**TEXT PASSAGE**
=-=-=-=-=
The price of a wild long-tailed macaque has gone up tenfold over the last few months, reaching nearly $70 at markets in northeastern provinces—leading to massive catches that may soon provoke their extinction, wildlife experts said on Thursday.
Whether the monkeys captured by hoop-net traps are being sold to Cambodia’s macaque breeding farms or smuggled across the country’s porous borders is unknown, said Seng Teak, country director for the World Wide Fund for Nature.
“Whatever the reason, we see the price of macaques increasing everyday,” he said, “It’s a big concern to us…. If it continues, the macaque, which is a common species in Cambodia, will go extinct.”
Trade or sale of the long-tailed macaque—listed as a “globally near-threatened” species by the International Union for the Conservation of Nature—is permitted as long as the trade is “highly regulated.” But in recent months, wildlife traders have paid more and more villagers to catch long-tailed macaques, wildlife experts said.
=-=-=-=-=
**DATA BLOCK**
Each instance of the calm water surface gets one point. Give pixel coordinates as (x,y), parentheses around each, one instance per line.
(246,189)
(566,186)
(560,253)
=-=-=-=-=
**EXERCISES**
• 1. Rewrite the macaque trade passage between "Trade or sale" and "wildlife experts said.", inclusive, changing "villagers" to "local residents".
• 2. Extend the report on the long-tailed macaque trade past its final sentence.

**TASK-BY-TASK OUTPUTS**
• 1.
Trade or sale of the long-tailed macaque—listed as a “globally near-threatened” species by the International Union for the Conservation of Nature—is permitted as long as the trade is “highly regulated.” But in recent months, wildlife traders have paid more and more local residents to catch long-tailed macaques, wildlife experts said.

• 2.
Four primate breeding farms located in Kandal, Kompong Chhnang, Kompong Thom and Takeo provinces have been licensed by the Ministry of Agriculture and authorized to ship macaques overseas to medical research centers.
Neou Bonher, permanent deputy of the Tonle Sap Biosphere Reserve secretariat for the Ministry of Environment, confirmed that there is poaching in protected areas for the purpose of supplying those farms.
“Villagers say they are not selling directly to the farms but to middlemen,” he said. “I plan to visit two of the macaque farms next week to see where their stock is coming from.”
Minister of Agriculture Chan Sarun said on Thursday that he has not heard any reports about droves of villagers capturing monkeys. “We just give the license to a few companies for breeding,” he said.
Seng Teak urged the government to establish a “clear process” that would regulate the capture of wild macaques for the farms. “There is a network, obviously, set up to harvest the macaques but we don’t know how it works,” he said.